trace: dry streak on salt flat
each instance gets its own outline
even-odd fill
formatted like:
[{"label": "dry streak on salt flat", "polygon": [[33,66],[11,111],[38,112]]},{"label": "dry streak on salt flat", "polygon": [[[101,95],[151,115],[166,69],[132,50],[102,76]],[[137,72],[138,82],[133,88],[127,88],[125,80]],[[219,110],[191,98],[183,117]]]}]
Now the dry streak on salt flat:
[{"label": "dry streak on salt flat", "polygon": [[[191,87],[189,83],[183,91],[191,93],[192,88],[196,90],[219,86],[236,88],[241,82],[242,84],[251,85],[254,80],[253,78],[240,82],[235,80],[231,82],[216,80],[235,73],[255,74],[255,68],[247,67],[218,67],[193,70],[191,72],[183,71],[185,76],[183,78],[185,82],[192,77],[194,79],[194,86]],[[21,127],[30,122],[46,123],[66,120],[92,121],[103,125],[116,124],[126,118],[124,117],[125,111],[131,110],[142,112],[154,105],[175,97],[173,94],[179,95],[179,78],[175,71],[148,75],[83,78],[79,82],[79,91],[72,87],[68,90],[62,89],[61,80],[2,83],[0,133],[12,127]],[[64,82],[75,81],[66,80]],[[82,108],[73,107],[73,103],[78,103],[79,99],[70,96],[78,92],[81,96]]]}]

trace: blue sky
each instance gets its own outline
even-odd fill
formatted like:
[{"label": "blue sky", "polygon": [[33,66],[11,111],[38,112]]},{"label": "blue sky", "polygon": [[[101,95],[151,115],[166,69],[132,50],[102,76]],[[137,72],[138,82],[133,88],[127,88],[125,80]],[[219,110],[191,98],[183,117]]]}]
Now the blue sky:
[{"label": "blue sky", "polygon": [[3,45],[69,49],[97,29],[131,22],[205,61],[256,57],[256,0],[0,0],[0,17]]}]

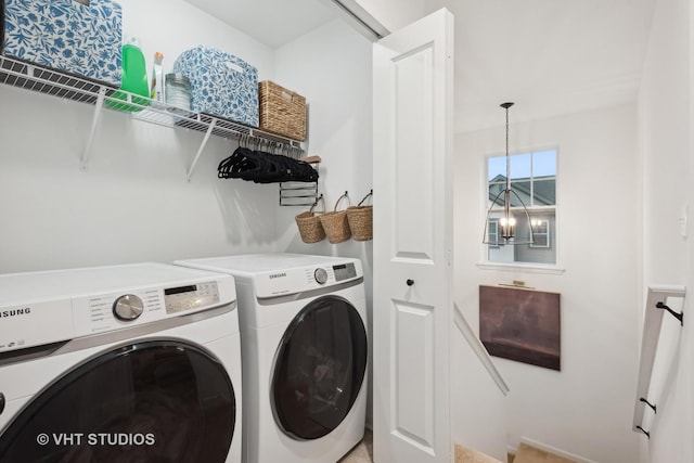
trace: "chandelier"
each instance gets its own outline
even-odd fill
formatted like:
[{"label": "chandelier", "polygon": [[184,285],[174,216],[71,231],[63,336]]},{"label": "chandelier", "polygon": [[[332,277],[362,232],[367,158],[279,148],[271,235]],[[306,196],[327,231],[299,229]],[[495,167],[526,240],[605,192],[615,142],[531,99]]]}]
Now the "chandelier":
[{"label": "chandelier", "polygon": [[[509,156],[509,108],[513,106],[513,103],[502,103],[501,107],[506,111],[506,176],[505,188],[501,190],[496,197],[491,201],[489,210],[487,210],[487,220],[485,221],[485,235],[483,243],[491,245],[518,245],[518,244],[534,244],[535,235],[532,233],[532,221],[530,220],[530,214],[528,208],[525,207],[525,203],[512,188],[511,188],[511,157]],[[490,195],[490,192],[487,193]],[[517,200],[516,206],[512,205],[512,201],[515,197]],[[501,203],[503,200],[503,203]],[[517,206],[519,204],[519,207]],[[501,216],[500,216],[501,215]],[[500,217],[499,217],[500,216]],[[497,233],[493,233],[494,237],[490,236],[490,221],[497,221]],[[518,228],[522,227],[525,231],[518,235]]]}]

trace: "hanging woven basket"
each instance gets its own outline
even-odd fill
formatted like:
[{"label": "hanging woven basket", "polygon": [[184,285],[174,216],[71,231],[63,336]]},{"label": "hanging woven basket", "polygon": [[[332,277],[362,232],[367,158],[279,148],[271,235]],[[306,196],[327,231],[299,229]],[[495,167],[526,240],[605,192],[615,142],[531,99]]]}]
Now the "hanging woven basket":
[{"label": "hanging woven basket", "polygon": [[362,206],[364,201],[372,196],[373,190],[357,206],[347,208],[347,221],[349,222],[349,230],[351,230],[351,237],[355,241],[373,240],[373,206]]},{"label": "hanging woven basket", "polygon": [[342,243],[351,237],[349,222],[347,221],[347,210],[337,210],[337,206],[343,198],[347,200],[349,204],[349,196],[347,196],[347,192],[345,192],[345,194],[337,198],[332,213],[321,215],[321,224],[323,226],[323,230],[325,230],[327,241],[332,244]]},{"label": "hanging woven basket", "polygon": [[[321,203],[323,210],[314,213],[313,208],[316,208],[319,202]],[[321,194],[308,211],[301,213],[295,217],[296,226],[299,228],[299,234],[301,235],[301,241],[304,241],[304,243],[318,243],[323,241],[325,237],[325,230],[323,230],[320,217],[324,213],[325,200],[323,200],[323,195]]]}]

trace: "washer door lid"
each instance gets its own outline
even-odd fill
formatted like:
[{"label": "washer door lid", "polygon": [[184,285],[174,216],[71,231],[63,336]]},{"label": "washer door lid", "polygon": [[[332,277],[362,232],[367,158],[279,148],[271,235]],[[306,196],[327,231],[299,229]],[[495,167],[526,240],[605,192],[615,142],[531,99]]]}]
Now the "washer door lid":
[{"label": "washer door lid", "polygon": [[211,353],[171,339],[130,344],[37,394],[0,435],[0,461],[222,463],[235,412]]},{"label": "washer door lid", "polygon": [[275,356],[271,399],[280,429],[299,440],[335,429],[357,400],[367,356],[367,331],[351,304],[325,296],[306,306]]}]

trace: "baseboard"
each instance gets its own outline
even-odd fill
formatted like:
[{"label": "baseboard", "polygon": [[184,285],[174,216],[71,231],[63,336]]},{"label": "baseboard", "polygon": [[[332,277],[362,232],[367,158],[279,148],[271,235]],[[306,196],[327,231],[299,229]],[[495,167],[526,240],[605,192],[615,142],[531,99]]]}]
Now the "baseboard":
[{"label": "baseboard", "polygon": [[[520,442],[527,443],[528,446],[535,447],[535,448],[540,449],[540,450],[544,450],[544,451],[550,452],[550,453],[554,453],[556,455],[560,455],[560,456],[564,456],[565,459],[574,460],[577,463],[597,463],[594,460],[590,460],[590,459],[587,459],[584,456],[577,455],[575,453],[566,452],[566,451],[564,451],[562,449],[557,449],[556,447],[552,447],[552,446],[549,446],[547,443],[538,442],[537,440],[532,440],[532,439],[529,439],[527,437],[520,437]],[[513,448],[513,447],[509,446],[506,448],[506,452],[515,455],[518,452],[518,448],[517,447]]]}]

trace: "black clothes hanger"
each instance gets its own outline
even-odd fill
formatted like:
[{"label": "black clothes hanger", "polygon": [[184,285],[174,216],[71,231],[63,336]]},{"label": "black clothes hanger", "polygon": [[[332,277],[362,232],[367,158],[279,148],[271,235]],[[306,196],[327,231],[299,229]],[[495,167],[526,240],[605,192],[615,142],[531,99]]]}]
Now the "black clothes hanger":
[{"label": "black clothes hanger", "polygon": [[303,160],[242,146],[219,163],[217,170],[219,178],[256,183],[316,182],[319,177],[318,170]]}]

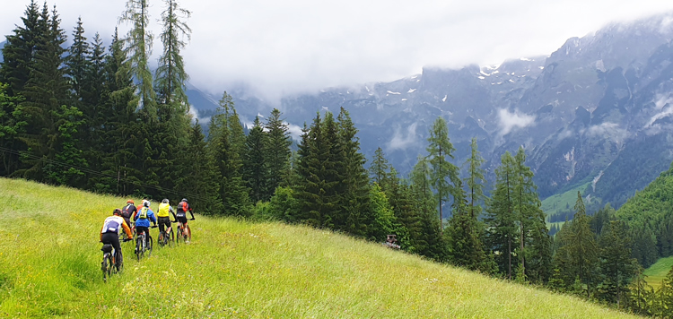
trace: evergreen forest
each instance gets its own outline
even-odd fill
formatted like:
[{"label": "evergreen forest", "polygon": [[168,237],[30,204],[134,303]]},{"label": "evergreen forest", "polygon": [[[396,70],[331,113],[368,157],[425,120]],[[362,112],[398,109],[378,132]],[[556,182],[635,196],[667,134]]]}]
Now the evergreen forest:
[{"label": "evergreen forest", "polygon": [[[552,236],[526,150],[502,154],[495,180],[486,181],[476,139],[467,162],[455,162],[443,117],[406,177],[381,148],[364,157],[343,108],[317,112],[293,141],[280,110],[249,127],[224,91],[210,121],[198,123],[180,54],[191,13],[177,0],[154,1],[160,19],[148,16],[149,0],[127,0],[119,22],[128,32],[92,39],[81,19],[63,30],[56,5],[27,5],[0,64],[0,177],[188,198],[204,215],[307,224],[374,242],[394,234],[408,254],[671,317],[673,269],[657,290],[642,272],[673,254],[673,167],[618,211],[587,211],[578,193],[574,215]],[[162,47],[151,70],[155,21]]]}]

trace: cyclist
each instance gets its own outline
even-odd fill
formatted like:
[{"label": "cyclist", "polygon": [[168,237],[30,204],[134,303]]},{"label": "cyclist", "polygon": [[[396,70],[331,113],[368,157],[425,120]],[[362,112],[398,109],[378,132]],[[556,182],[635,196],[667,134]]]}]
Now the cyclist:
[{"label": "cyclist", "polygon": [[150,220],[156,227],[156,218],[154,211],[150,209],[150,201],[144,201],[143,207],[135,213],[133,220],[135,220],[135,233],[140,235],[144,232],[145,245],[150,246]]},{"label": "cyclist", "polygon": [[156,213],[157,220],[159,220],[159,234],[163,234],[164,229],[168,229],[168,228],[170,227],[170,217],[169,216],[169,212],[175,216],[175,211],[173,211],[173,208],[170,207],[170,204],[169,204],[168,198],[164,198],[163,201],[162,201],[162,203],[159,204],[159,211]]},{"label": "cyclist", "polygon": [[137,211],[138,209],[135,207],[135,203],[133,200],[127,201],[127,205],[121,209],[121,217],[127,221],[128,227],[131,227],[131,219]]},{"label": "cyclist", "polygon": [[187,198],[183,198],[182,201],[178,204],[178,215],[173,214],[173,217],[176,220],[182,223],[183,231],[185,231],[185,235],[188,236],[188,237],[191,237],[191,230],[189,228],[187,227],[187,212],[189,211],[189,214],[192,215],[192,220],[194,220],[194,211],[192,210],[192,207],[189,206],[189,203],[187,202]]},{"label": "cyclist", "polygon": [[123,258],[121,246],[119,246],[119,229],[121,228],[127,233],[127,238],[133,237],[131,228],[128,228],[128,224],[121,217],[121,210],[116,208],[112,211],[112,216],[105,219],[105,222],[103,222],[103,228],[101,228],[101,242],[112,245],[115,248],[115,263],[117,265],[121,264]]}]

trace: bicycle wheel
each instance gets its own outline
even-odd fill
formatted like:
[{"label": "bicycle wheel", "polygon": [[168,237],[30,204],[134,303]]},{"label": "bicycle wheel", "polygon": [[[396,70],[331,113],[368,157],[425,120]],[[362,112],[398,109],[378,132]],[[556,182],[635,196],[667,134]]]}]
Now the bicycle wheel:
[{"label": "bicycle wheel", "polygon": [[160,232],[159,238],[156,240],[157,244],[159,244],[159,248],[166,245],[165,240],[166,240],[166,234],[163,231]]},{"label": "bicycle wheel", "polygon": [[153,239],[152,239],[152,236],[148,236],[147,238],[150,239],[149,240],[150,246],[147,247],[147,257],[149,257],[152,255]]},{"label": "bicycle wheel", "polygon": [[166,234],[166,240],[168,241],[168,245],[170,247],[175,246],[175,234],[173,234],[173,228],[170,228],[168,234]]},{"label": "bicycle wheel", "polygon": [[138,262],[143,258],[143,237],[138,236],[135,237],[135,256],[138,258]]},{"label": "bicycle wheel", "polygon": [[103,281],[105,282],[108,282],[108,278],[111,275],[110,268],[112,268],[112,258],[109,253],[105,253],[103,262],[101,263],[101,270],[103,272]]},{"label": "bicycle wheel", "polygon": [[175,244],[176,244],[176,246],[178,244],[179,244],[180,240],[184,240],[184,238],[182,237],[182,228],[178,227],[178,236],[175,238]]}]

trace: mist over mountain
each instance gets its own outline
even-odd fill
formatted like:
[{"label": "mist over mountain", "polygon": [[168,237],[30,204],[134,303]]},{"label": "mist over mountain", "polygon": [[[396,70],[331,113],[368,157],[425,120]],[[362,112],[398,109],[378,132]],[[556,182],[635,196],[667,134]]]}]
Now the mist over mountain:
[{"label": "mist over mountain", "polygon": [[[608,25],[549,56],[284,96],[279,108],[302,126],[316,112],[345,108],[365,155],[381,147],[402,175],[426,154],[429,126],[441,116],[454,163],[464,163],[472,137],[491,172],[522,145],[542,198],[590,183],[585,195],[618,207],[673,160],[672,17]],[[213,103],[194,93],[190,101],[207,114]],[[229,93],[247,121],[275,107],[245,90]]]}]

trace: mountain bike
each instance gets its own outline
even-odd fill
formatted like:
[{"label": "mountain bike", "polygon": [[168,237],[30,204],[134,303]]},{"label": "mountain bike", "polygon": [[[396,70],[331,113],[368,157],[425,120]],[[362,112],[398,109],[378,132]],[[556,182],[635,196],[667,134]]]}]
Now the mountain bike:
[{"label": "mountain bike", "polygon": [[[123,238],[123,241],[129,241],[131,238]],[[124,270],[124,261],[118,258],[115,248],[111,244],[103,244],[101,248],[103,252],[103,261],[101,263],[101,270],[103,272],[103,281],[108,282],[108,278],[114,273],[121,272]]]},{"label": "mountain bike", "polygon": [[[151,227],[151,228],[156,228],[156,226]],[[146,233],[147,234],[145,235],[145,232],[144,231],[135,237],[135,256],[138,258],[138,262],[140,262],[140,260],[144,257],[145,252],[147,252],[147,257],[152,255],[153,240],[152,239],[152,236],[150,236],[149,231],[147,231]],[[147,242],[149,242],[149,246],[147,245]]]},{"label": "mountain bike", "polygon": [[173,227],[169,226],[164,231],[159,233],[159,239],[157,240],[160,247],[164,246],[175,246],[175,233],[173,232]]},{"label": "mountain bike", "polygon": [[[194,219],[191,219],[189,220],[194,220]],[[179,244],[180,240],[182,240],[182,242],[185,244],[190,242],[192,240],[192,231],[191,228],[189,228],[189,225],[184,225],[182,224],[182,222],[178,220],[173,220],[173,222],[178,223],[178,237],[176,243]],[[185,229],[185,226],[187,226],[187,229]]]}]

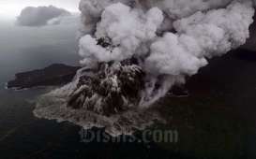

|---|

OBJECTIVE: Quote the lines of the data from the line containing "trace: bicycle wheel" to the line containing "Now the bicycle", both of those lines included, reproducing each one verbatim.

EXPECTED OUTPUT:
trace: bicycle wheel
each instance gets its own outline
even-odd fill
formatted like:
[{"label": "bicycle wheel", "polygon": [[168,237],[30,204],[134,303]]},{"label": "bicycle wheel", "polygon": [[[396,70],[331,113],[368,157],[425,120]],[[362,112],[398,109],[378,132]],[[556,182],[635,196],[667,134]]]}]
Now the bicycle wheel:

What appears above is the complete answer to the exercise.